PROBLEM DESCRIPTION: Needed from the data below: all lines that contain the word "fixture".

------------------------

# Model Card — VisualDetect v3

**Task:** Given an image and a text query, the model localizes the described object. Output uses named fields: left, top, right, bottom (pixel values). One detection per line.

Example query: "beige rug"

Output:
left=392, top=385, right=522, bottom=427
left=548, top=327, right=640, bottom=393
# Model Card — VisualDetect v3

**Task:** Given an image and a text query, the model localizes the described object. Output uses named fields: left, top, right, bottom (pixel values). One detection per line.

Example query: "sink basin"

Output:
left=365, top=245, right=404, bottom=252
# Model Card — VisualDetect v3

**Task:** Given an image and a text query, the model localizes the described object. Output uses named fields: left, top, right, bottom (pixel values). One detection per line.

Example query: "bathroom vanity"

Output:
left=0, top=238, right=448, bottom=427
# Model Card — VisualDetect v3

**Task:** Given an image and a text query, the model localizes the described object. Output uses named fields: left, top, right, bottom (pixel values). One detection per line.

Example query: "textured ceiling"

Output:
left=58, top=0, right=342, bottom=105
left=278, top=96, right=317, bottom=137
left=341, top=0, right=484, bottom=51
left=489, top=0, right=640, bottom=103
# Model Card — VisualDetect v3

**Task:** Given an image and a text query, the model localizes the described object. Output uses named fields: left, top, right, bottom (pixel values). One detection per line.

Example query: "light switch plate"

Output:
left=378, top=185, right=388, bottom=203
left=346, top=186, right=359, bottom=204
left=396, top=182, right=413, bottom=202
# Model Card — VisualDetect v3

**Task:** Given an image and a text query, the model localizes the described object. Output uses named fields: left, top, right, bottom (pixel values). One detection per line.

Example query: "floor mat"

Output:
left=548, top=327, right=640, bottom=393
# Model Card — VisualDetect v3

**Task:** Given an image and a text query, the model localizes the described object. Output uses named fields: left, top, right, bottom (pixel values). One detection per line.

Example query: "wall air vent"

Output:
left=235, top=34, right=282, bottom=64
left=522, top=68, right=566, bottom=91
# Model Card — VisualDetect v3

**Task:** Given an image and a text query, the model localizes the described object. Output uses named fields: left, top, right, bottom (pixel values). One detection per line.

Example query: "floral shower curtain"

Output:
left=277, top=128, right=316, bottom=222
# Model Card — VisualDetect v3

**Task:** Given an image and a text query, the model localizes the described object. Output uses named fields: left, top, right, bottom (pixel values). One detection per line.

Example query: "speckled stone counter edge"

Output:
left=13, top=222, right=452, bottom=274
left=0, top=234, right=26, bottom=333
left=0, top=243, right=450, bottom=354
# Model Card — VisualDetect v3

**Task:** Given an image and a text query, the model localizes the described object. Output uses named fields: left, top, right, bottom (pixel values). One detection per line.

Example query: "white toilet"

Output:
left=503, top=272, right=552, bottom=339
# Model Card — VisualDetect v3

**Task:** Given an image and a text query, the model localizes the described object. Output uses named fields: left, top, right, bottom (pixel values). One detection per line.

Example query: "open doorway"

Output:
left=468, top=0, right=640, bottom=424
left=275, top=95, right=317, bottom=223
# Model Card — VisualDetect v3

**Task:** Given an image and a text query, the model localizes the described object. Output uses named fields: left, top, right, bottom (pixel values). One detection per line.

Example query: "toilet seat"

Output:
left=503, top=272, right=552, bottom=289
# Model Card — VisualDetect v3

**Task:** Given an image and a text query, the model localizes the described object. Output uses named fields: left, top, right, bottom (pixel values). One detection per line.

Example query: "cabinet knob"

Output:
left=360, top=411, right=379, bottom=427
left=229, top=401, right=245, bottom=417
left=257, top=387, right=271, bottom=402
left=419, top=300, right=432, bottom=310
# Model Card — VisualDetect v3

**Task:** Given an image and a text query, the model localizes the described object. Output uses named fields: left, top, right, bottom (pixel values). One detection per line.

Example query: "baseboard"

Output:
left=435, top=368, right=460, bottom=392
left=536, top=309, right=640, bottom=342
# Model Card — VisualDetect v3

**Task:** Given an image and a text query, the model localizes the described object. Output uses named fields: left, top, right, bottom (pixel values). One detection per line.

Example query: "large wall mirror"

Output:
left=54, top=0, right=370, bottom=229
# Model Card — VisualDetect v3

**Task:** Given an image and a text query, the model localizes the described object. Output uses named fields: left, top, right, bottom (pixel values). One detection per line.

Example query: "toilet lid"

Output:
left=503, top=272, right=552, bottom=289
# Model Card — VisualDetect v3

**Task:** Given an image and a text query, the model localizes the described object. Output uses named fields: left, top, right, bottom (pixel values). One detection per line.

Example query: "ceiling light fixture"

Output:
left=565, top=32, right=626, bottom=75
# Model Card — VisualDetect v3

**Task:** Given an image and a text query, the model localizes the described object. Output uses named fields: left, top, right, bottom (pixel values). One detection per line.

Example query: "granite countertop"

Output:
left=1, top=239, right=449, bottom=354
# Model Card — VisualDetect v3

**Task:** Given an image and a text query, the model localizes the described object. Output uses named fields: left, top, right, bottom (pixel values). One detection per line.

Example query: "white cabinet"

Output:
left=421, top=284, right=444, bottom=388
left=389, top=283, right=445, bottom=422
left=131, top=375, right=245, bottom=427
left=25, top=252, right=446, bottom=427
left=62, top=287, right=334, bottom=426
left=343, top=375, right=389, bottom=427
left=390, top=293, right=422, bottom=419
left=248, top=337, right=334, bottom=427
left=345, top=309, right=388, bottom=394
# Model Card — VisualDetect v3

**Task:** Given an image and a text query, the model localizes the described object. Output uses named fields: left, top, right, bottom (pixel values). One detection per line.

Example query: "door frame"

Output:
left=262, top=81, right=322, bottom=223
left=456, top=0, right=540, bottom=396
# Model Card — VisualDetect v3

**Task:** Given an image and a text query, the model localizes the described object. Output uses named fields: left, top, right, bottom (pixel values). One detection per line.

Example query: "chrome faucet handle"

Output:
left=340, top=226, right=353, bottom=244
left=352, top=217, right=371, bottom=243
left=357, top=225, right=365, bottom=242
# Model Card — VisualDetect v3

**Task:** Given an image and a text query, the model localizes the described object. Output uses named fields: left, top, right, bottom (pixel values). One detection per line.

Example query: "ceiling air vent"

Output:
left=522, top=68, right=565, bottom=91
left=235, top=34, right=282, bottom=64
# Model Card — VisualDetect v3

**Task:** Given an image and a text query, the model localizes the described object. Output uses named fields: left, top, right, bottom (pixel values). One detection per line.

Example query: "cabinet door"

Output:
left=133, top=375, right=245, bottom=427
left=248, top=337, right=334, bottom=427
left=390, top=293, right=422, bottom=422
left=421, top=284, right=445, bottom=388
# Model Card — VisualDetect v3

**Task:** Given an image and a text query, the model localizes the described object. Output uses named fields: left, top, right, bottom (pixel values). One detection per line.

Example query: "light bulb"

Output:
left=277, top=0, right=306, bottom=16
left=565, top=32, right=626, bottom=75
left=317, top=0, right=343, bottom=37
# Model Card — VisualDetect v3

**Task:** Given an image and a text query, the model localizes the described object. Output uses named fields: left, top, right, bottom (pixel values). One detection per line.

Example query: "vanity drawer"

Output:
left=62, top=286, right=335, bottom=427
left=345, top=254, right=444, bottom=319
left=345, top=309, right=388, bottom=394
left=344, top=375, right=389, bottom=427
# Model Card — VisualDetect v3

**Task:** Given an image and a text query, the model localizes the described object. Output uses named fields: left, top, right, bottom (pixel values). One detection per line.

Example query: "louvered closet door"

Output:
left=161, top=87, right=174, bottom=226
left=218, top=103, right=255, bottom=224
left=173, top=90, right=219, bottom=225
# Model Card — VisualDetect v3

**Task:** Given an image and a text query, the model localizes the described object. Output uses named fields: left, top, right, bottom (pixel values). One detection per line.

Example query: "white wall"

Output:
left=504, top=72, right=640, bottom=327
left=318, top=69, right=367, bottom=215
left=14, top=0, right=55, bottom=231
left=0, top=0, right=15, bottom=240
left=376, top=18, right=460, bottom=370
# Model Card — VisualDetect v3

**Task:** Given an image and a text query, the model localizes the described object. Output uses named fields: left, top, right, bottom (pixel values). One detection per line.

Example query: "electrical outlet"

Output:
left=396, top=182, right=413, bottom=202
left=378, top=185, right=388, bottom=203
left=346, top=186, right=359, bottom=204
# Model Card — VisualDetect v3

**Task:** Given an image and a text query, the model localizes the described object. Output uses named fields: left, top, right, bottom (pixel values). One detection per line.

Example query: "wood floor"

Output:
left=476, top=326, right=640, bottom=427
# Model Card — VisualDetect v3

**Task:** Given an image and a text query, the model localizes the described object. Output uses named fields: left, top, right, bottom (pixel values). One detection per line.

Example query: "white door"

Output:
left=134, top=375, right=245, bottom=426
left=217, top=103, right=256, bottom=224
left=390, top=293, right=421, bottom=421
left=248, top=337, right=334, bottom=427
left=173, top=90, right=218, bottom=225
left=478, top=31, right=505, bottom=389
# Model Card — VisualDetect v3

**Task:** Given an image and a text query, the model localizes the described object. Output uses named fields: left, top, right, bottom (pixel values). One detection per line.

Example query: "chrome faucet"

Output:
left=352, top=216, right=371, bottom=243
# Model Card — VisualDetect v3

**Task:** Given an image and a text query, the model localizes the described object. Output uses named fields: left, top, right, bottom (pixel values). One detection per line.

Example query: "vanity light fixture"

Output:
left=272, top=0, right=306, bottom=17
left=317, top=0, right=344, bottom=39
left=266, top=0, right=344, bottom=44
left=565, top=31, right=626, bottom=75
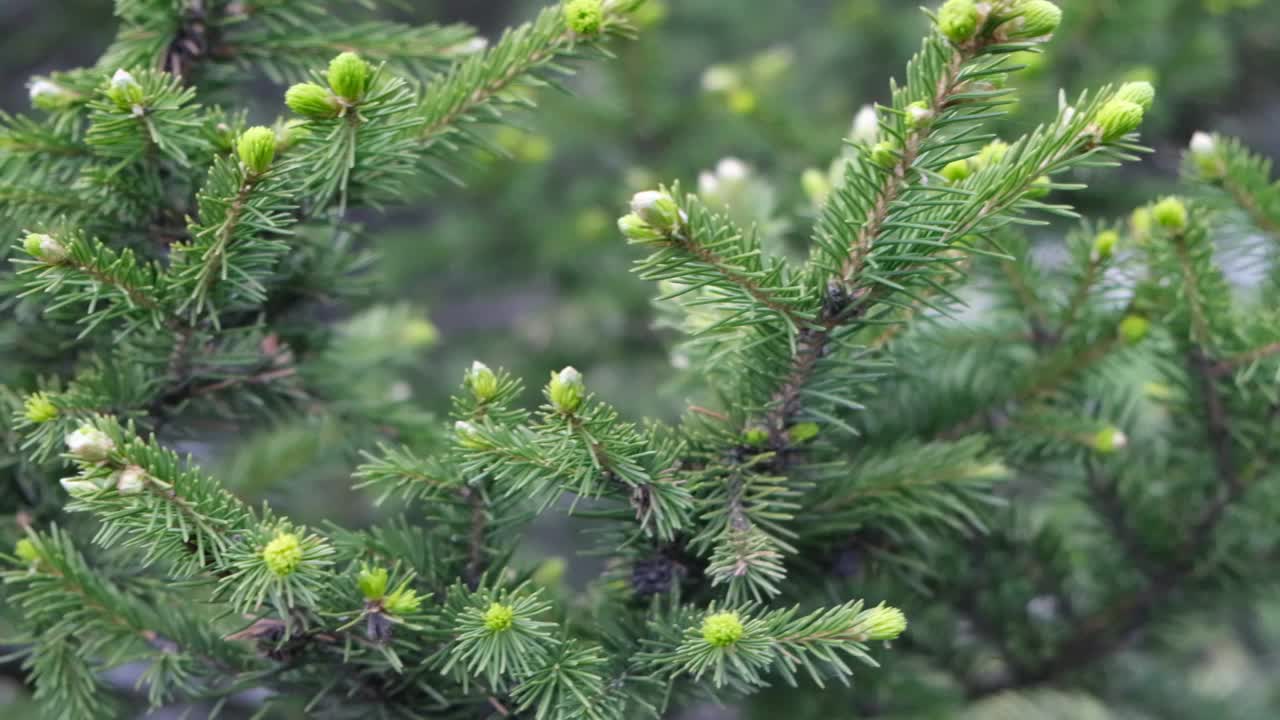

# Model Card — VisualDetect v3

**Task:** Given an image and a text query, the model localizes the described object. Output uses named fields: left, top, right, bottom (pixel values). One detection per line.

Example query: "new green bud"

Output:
left=236, top=126, right=277, bottom=175
left=285, top=82, right=340, bottom=119
left=383, top=587, right=422, bottom=615
left=1096, top=99, right=1145, bottom=141
left=801, top=168, right=831, bottom=205
left=262, top=532, right=304, bottom=577
left=941, top=159, right=971, bottom=183
left=617, top=213, right=665, bottom=242
left=870, top=140, right=898, bottom=169
left=1026, top=175, right=1052, bottom=199
left=1092, top=230, right=1119, bottom=261
left=864, top=604, right=908, bottom=641
left=1118, top=315, right=1150, bottom=345
left=1189, top=131, right=1224, bottom=178
left=23, top=232, right=68, bottom=264
left=454, top=421, right=490, bottom=450
left=1130, top=207, right=1153, bottom=241
left=905, top=100, right=934, bottom=129
left=973, top=140, right=1008, bottom=170
left=630, top=190, right=681, bottom=231
left=1114, top=81, right=1156, bottom=111
left=327, top=52, right=370, bottom=101
left=14, top=538, right=40, bottom=564
left=701, top=611, right=745, bottom=647
left=107, top=69, right=144, bottom=108
left=548, top=366, right=585, bottom=413
left=358, top=565, right=390, bottom=600
left=65, top=425, right=115, bottom=462
left=60, top=477, right=102, bottom=496
left=743, top=426, right=770, bottom=448
left=564, top=0, right=604, bottom=35
left=938, top=0, right=981, bottom=44
left=787, top=422, right=820, bottom=444
left=1092, top=426, right=1128, bottom=454
left=1151, top=196, right=1188, bottom=232
left=23, top=392, right=58, bottom=424
left=29, top=78, right=75, bottom=111
left=465, top=361, right=499, bottom=402
left=1006, top=0, right=1062, bottom=39
left=484, top=602, right=515, bottom=632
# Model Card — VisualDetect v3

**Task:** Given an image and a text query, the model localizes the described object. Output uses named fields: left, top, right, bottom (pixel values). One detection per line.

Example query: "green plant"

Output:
left=3, top=1, right=1279, bottom=718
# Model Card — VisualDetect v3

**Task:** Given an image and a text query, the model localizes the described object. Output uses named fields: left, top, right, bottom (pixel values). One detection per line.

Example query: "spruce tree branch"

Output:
left=666, top=226, right=806, bottom=327
left=1222, top=175, right=1280, bottom=238
left=1211, top=341, right=1280, bottom=376
left=839, top=49, right=966, bottom=286
left=1082, top=455, right=1156, bottom=575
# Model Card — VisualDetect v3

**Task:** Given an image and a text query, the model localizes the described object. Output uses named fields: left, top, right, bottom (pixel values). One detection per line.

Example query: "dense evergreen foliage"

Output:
left=2, top=1, right=1279, bottom=718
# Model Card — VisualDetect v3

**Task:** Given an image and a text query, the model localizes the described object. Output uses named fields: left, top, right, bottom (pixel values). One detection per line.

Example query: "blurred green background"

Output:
left=2, top=0, right=1279, bottom=716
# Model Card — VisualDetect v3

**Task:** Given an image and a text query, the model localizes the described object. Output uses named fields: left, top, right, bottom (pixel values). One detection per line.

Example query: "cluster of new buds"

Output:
left=548, top=366, right=586, bottom=414
left=262, top=531, right=304, bottom=577
left=285, top=52, right=372, bottom=119
left=357, top=565, right=422, bottom=615
left=618, top=190, right=684, bottom=243
left=937, top=0, right=1062, bottom=45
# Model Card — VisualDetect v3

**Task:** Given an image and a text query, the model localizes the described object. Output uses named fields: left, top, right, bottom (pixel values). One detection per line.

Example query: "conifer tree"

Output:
left=2, top=0, right=1278, bottom=718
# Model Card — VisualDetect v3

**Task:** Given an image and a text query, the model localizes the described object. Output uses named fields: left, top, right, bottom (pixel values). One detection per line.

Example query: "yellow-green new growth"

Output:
left=1119, top=315, right=1150, bottom=345
left=1092, top=230, right=1119, bottom=261
left=564, top=0, right=604, bottom=36
left=262, top=532, right=304, bottom=577
left=383, top=587, right=422, bottom=615
left=1093, top=426, right=1128, bottom=454
left=702, top=611, right=745, bottom=647
left=484, top=602, right=516, bottom=632
left=358, top=565, right=390, bottom=600
left=1115, top=81, right=1156, bottom=111
left=23, top=392, right=58, bottom=424
left=285, top=82, right=340, bottom=119
left=328, top=52, right=371, bottom=100
left=863, top=604, right=908, bottom=641
left=14, top=538, right=40, bottom=564
left=548, top=366, right=585, bottom=413
left=941, top=159, right=971, bottom=183
left=1006, top=0, right=1062, bottom=39
left=466, top=361, right=499, bottom=402
left=937, top=0, right=980, bottom=44
left=1152, top=196, right=1188, bottom=232
left=237, top=126, right=277, bottom=175
left=1096, top=99, right=1145, bottom=141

------------------------

SOLUTION:
Example query: "ceiling light fixture"
Example query: "vanity light fixture"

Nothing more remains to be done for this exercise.